*** Begin section ***

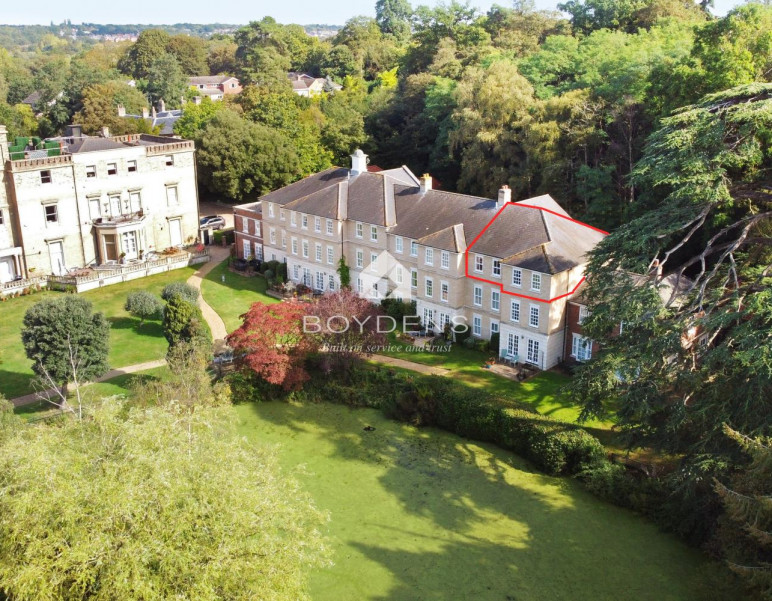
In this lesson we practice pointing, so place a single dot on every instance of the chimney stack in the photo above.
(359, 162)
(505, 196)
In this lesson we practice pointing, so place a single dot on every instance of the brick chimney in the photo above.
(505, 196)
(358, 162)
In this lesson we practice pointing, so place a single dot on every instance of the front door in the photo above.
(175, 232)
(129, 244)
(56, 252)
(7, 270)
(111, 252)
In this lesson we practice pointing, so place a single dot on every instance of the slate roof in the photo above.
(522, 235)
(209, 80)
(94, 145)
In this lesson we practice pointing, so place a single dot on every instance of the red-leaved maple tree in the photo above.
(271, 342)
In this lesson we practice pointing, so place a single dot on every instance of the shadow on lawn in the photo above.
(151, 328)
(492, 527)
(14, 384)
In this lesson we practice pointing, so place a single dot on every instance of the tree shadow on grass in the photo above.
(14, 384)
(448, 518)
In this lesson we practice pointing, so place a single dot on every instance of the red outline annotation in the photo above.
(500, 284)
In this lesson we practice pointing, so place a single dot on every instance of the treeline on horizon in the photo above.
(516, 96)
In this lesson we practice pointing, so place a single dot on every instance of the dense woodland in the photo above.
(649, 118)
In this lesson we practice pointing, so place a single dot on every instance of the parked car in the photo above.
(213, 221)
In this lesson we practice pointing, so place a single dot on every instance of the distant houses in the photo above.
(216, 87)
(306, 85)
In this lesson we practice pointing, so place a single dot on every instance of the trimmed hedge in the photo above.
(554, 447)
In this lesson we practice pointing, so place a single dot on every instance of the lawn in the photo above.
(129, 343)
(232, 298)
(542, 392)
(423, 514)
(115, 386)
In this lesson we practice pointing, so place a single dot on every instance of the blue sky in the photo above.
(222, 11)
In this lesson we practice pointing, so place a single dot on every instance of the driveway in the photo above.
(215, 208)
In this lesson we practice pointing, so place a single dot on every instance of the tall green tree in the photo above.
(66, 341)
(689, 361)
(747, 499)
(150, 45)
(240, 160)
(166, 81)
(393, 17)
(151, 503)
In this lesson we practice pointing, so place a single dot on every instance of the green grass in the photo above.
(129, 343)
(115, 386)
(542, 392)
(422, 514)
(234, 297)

*** End section ***

WORK ITEM:
Since only the text is wanted, repeat all the records above exactly and omit the pictures.

TASK OUTPUT:
In this lesson we practice pointing, so place a single dot on every instance of the chimney stack in the photo above.
(359, 162)
(505, 196)
In this lesson we practice pointing, so place a single dot on every instance of the brick chimney in the photo above.
(505, 196)
(358, 162)
In this lesson we practice pointing, so place a single dot on every instance of the front door in the photo above.
(175, 232)
(129, 244)
(56, 252)
(7, 270)
(111, 252)
In this lesson we practice pointing, so place a single dot on every instance of the slate roof in the photo above.
(522, 235)
(209, 80)
(94, 145)
In this lesson we practice pointing, so place a single dot on every instance of the red-leaved maple tree in the photo above.
(271, 342)
In this lesson we practice pointing, so place a single dot on every instance of the shadow on lawn in the photo above.
(151, 328)
(492, 527)
(14, 384)
In this lesson we practice pointing, so place a single dot on every instance of the tree shadow on grass in the photo above.
(14, 384)
(448, 518)
In this lesson we practice pointing, so place a single dot on every instance of the red outline annotation in the photo above.
(500, 284)
In this lesson we practice pointing, so place a single dot on every instance of the treeline on horizon in the photo above.
(516, 96)
In this lesson we practice pointing, so place a single dot on every instance of the dense woodland in the photo above.
(649, 118)
In this lesson we practice pointing, so place a single dot on every instance of the parked car in the photo above.
(213, 221)
In this lesson we practice pointing, so place a single dot on every instance of the distant houses in the photo above.
(216, 87)
(306, 85)
In this lesson we practice pointing, so place a single dot on every instance of the trimmed hedge in the photo above.
(554, 447)
In this lesson we practice pointing, so place a single dot on every instance of the lawn in the photo above.
(129, 343)
(232, 298)
(542, 392)
(423, 514)
(115, 386)
In this lesson we practice pointing, so place a single dot on every instance of the blue sky in the photo above.
(222, 11)
In this lesson we practice pointing, so place a single dot on every instance of the driveway in the photo above.
(215, 208)
In this lesson we practice pointing, so place a single dot on every instance of the tall green tree in the photo above.
(66, 341)
(689, 361)
(747, 499)
(150, 45)
(240, 160)
(166, 81)
(393, 17)
(151, 503)
In this lesson we practice pointing, so place a single dot on every instance of the green grass in the photo above.
(129, 343)
(115, 386)
(542, 392)
(422, 514)
(234, 297)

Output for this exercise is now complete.